* [Work instructions] Convert every line of the listing below into a numbered list, leaving out blank lines.

### Material provided ###

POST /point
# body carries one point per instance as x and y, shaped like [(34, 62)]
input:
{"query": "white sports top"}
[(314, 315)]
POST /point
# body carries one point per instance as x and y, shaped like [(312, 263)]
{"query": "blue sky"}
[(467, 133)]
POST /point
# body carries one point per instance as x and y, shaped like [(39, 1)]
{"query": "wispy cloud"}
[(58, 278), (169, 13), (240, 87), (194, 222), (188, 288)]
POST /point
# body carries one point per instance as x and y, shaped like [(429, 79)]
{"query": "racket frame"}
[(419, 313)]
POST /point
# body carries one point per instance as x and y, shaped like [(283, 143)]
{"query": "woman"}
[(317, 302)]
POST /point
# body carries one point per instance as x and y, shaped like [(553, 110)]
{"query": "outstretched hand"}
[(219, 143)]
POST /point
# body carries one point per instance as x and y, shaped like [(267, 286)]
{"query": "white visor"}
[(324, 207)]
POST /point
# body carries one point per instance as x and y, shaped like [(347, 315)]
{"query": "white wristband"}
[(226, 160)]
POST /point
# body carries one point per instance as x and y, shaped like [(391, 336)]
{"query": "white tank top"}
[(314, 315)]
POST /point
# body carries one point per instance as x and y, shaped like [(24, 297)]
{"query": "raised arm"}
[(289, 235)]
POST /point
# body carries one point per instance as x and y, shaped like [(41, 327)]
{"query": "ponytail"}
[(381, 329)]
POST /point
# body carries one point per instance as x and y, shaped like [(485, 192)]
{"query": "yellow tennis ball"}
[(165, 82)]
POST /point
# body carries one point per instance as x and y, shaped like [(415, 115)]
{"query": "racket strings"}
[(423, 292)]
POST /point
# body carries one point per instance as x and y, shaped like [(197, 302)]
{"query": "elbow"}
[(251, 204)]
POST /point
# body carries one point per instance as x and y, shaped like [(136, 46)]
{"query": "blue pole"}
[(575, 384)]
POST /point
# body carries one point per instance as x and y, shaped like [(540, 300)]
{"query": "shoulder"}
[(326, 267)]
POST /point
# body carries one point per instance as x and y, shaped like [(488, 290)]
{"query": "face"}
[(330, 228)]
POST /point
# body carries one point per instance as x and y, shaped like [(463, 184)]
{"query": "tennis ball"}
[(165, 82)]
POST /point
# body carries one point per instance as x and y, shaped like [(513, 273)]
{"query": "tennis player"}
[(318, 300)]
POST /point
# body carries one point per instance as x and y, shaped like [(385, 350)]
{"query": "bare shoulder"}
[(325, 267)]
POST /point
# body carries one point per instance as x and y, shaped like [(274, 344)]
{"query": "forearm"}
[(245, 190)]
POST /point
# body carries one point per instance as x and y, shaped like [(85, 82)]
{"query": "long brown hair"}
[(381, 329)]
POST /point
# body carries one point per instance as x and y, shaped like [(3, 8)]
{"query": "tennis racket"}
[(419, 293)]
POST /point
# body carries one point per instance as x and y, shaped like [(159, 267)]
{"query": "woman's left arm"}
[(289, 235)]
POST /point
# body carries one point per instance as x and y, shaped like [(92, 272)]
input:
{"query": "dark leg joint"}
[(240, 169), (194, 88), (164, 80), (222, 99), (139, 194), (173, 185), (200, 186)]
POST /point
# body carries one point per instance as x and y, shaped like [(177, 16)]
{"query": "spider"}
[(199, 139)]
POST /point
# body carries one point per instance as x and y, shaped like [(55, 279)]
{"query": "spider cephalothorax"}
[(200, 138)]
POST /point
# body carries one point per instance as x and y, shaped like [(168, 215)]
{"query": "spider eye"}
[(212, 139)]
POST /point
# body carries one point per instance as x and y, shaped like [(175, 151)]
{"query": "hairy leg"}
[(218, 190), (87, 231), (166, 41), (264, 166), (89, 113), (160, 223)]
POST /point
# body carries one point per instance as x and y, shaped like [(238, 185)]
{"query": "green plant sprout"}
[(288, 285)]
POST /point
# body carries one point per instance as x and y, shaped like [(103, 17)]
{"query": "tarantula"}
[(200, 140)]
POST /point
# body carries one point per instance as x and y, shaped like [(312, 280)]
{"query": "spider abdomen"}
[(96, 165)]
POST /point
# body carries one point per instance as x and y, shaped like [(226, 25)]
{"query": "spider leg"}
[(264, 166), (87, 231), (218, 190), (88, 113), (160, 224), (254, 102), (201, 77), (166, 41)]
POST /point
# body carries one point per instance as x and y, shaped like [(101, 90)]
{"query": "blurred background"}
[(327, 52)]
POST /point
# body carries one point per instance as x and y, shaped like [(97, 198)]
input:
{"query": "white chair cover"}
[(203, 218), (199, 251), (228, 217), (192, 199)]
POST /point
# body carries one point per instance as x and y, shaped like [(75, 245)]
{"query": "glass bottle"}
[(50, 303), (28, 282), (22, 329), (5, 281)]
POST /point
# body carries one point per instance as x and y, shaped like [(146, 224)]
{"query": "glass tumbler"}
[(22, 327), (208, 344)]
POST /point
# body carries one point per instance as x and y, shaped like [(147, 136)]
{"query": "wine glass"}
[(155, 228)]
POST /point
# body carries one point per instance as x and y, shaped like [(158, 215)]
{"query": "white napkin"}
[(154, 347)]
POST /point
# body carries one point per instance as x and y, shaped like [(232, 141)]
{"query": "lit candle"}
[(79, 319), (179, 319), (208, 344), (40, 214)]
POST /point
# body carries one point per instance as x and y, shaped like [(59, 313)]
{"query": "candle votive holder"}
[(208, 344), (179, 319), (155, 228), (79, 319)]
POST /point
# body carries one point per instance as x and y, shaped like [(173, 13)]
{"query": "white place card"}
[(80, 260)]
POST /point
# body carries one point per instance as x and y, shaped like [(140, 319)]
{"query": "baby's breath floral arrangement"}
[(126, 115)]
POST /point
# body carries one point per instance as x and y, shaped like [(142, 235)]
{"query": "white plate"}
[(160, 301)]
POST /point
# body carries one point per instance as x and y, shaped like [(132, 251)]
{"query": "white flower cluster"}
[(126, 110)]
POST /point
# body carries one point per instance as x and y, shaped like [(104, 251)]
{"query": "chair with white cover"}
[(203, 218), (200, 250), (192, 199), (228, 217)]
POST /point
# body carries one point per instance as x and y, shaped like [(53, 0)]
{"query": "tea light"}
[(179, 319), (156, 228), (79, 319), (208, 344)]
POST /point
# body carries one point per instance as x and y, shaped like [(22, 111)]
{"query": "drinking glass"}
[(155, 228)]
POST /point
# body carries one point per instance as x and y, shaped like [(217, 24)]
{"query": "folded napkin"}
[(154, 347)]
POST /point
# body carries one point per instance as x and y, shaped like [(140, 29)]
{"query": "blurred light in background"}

###

* [Task result]
1. POST /point
2. # body carries one point per instance as x and y, shaped like [(34, 62)]
3. input:
4. {"query": "white sports top"}
5. [(314, 315)]
6. POST /point
7. # body carries one point per instance as x and y, shaped like [(312, 263)]
8. {"query": "blue sky"}
9. [(467, 133)]
10. POST /point
11. # body carries one point per instance as x and y, shaped like [(39, 1)]
12. {"query": "wispy cloud"}
13. [(58, 278), (169, 13), (240, 87), (194, 222), (188, 288)]
14. POST /point
15. # body carries one point per instance as x and y, shaped like [(429, 79)]
16. {"query": "racket frame"}
17. [(419, 313)]
18. POST /point
19. # body carries one point per instance as x and y, shaped like [(283, 143)]
20. {"query": "woman"}
21. [(317, 302)]
22. POST /point
23. # body carries one point per instance as x and y, shaped like [(553, 110)]
24. {"query": "outstretched hand"}
25. [(219, 143)]
26. POST /point
27. # body carries one point per instance as x and y, shaped like [(267, 286)]
28. {"query": "white visor"}
29. [(324, 207)]
30. POST /point
31. # body carries one point per instance as x and y, shaped like [(347, 315)]
32. {"query": "white wristband"}
33. [(226, 160)]
34. POST /point
35. # body carries one point per instance as x and y, shaped like [(391, 336)]
36. {"query": "white tank top"}
37. [(314, 315)]
38. POST /point
39. # body carries one point per instance as x and y, shaped like [(24, 297)]
40. {"query": "raised arm"}
41. [(289, 235)]
42. POST /point
43. # body carries one point per instance as x and y, shaped like [(41, 327)]
44. {"query": "ponytail"}
45. [(381, 329)]
46. POST /point
47. # body carries one point per instance as x and y, shaped like [(485, 192)]
48. {"query": "yellow tennis ball"}
49. [(165, 82)]
50. POST /point
51. # body carries one point per instance as x and y, shaped like [(415, 115)]
52. {"query": "racket strings"}
53. [(423, 292)]
54. POST /point
55. # body carries one point per instance as x and y, shaped like [(197, 302)]
56. {"query": "elbow"}
57. [(251, 204)]
58. POST /point
59. # body carries one point per instance as x and y, shaped like [(136, 46)]
60. {"query": "blue pole"}
61. [(575, 384)]
62. POST /point
63. # body carries one point per instance as x and y, shaped like [(540, 300)]
64. {"query": "shoulder"}
65. [(326, 267)]
66. POST /point
67. # body carries one point per instance as x and y, shaped like [(488, 290)]
68. {"query": "face"}
69. [(330, 228)]
70. POST /point
71. # body carries one point per instance as x and y, shaped like [(463, 184)]
72. {"query": "tennis ball"}
73. [(165, 82)]
74. POST /point
75. # body carries one point per instance as x and y, shaped like [(513, 273)]
76. {"query": "tennis player"}
77. [(318, 300)]
78. POST /point
79. # body carries one point per instance as x and y, shaped like [(385, 350)]
80. {"query": "bare shoulder"}
81. [(325, 267)]
82. POST /point
83. # body carries one point per instance as x and y, shaped like [(274, 344)]
84. {"query": "forearm"}
85. [(245, 190)]
86. POST /point
87. # body carries one point per instance as x and y, shaped like [(85, 82)]
88. {"query": "long brown hair"}
89. [(381, 329)]
90. POST /point
91. # body carries one point per instance as x and y, shaped like [(3, 8)]
92. {"query": "tennis racket"}
93. [(419, 293)]
94. POST /point
95. # body carries one point per instance as x and y, shaped like [(159, 267)]
96. {"query": "woman's left arm"}
97. [(289, 235)]
98. POST /point
99. # body carries one point per instance as x and y, shaped like [(92, 272)]
100. input:
101. {"query": "dark leg joint"}
102. [(240, 169), (194, 88), (164, 80), (222, 99), (139, 194), (173, 185), (200, 186)]
103. POST /point
104. # body carries one point per instance as x and y, shaped like [(177, 16)]
105. {"query": "spider"}
106. [(199, 139)]
107. POST /point
108. # body carries one point per instance as x and y, shaped like [(55, 279)]
109. {"query": "spider cephalothorax"}
110. [(200, 138)]
111. POST /point
112. # body carries one point per instance as x and y, shaped like [(168, 215)]
113. {"query": "spider eye"}
114. [(212, 139)]
115. POST /point
116. # body carries one point per instance as x and y, shaped like [(175, 151)]
117. {"query": "hairy leg"}
118. [(218, 190), (87, 231), (166, 41), (264, 166), (89, 113), (160, 223)]
119. POST /point
120. # body carries one point per instance as x and y, shaped like [(238, 185)]
121. {"query": "green plant sprout"}
122. [(288, 285)]
123. POST /point
124. # body carries one point per instance as x and y, shaped like [(103, 17)]
125. {"query": "tarantula"}
126. [(200, 140)]
127. POST /point
128. # body carries one point per instance as x and y, shaped like [(312, 280)]
129. {"query": "spider abdomen"}
130. [(96, 165)]
131. POST /point
132. # body carries one point per instance as x and y, shaped like [(226, 25)]
133. {"query": "spider leg"}
134. [(264, 166), (87, 231), (218, 190), (88, 113), (160, 224), (254, 102), (201, 77), (166, 41)]
135. POST /point
136. # body carries one point per instance as x and y, shaped like [(101, 90)]
137. {"query": "blurred background"}
138. [(327, 52)]
139. POST /point
140. # body carries one point per instance as x and y, shaped like [(97, 198)]
141. input:
142. {"query": "white chair cover"}
143. [(203, 218), (199, 251), (228, 217), (192, 199)]
144. POST /point
145. # body carries one point per instance as x and y, shaped like [(75, 245)]
146. {"query": "glass bottle"}
147. [(50, 303), (28, 282), (22, 329), (5, 281)]
148. POST /point
149. # body carries one point per instance as x and y, shaped like [(146, 224)]
150. {"query": "glass tumbler"}
151. [(22, 327), (208, 344)]
152. POST /point
153. # body carries one point per instance as x and y, shaped like [(147, 136)]
154. {"query": "wine glass"}
155. [(155, 228)]
156. POST /point
157. # body carries one point per instance as x and y, shaped like [(158, 215)]
158. {"query": "white napkin"}
159. [(154, 347)]
160. POST /point
161. # body carries one point per instance as x and y, shaped like [(232, 141)]
162. {"query": "lit candle"}
163. [(79, 319), (179, 319), (208, 344), (40, 214)]
164. POST /point
165. # body carries one point per instance as x and y, shaped like [(59, 313)]
166. {"query": "candle votive holder"}
167. [(208, 344), (179, 319), (155, 228), (79, 319)]
168. POST /point
169. # body carries one point per instance as x and y, shaped like [(173, 13)]
170. {"query": "white place card"}
171. [(80, 260)]
172. POST /point
173. # body carries one point per instance as x and y, shaped like [(140, 319)]
174. {"query": "baby's breath floral arrangement"}
175. [(126, 115)]
176. POST /point
177. # body carries one point per instance as x and y, shaped like [(142, 235)]
178. {"query": "white plate"}
179. [(160, 301)]
180. POST /point
181. # body carries one point per instance as x and y, shaped like [(132, 251)]
182. {"query": "white flower cluster"}
183. [(126, 110)]
184. POST /point
185. # body carries one point per instance as x and y, shaped like [(104, 251)]
186. {"query": "chair with white cover"}
187. [(203, 218), (200, 250), (192, 199), (228, 217)]
188. POST /point
189. # body carries one point per instance as x and y, shaped like [(53, 0)]
190. {"query": "tea light"}
191. [(179, 319), (156, 228), (79, 319), (208, 344)]
192. POST /point
193. # body carries one point per instance as x and y, shaped like [(22, 111)]
194. {"query": "drinking glass"}
195. [(155, 228)]
196. POST /point
197. # body carries one point per instance as x and y, shaped like [(217, 24)]
198. {"query": "folded napkin"}
199. [(154, 347)]
200. POST /point
201. # body carries one point per instance as x and y, shaped like [(140, 29)]
202. {"query": "blurred light in background"}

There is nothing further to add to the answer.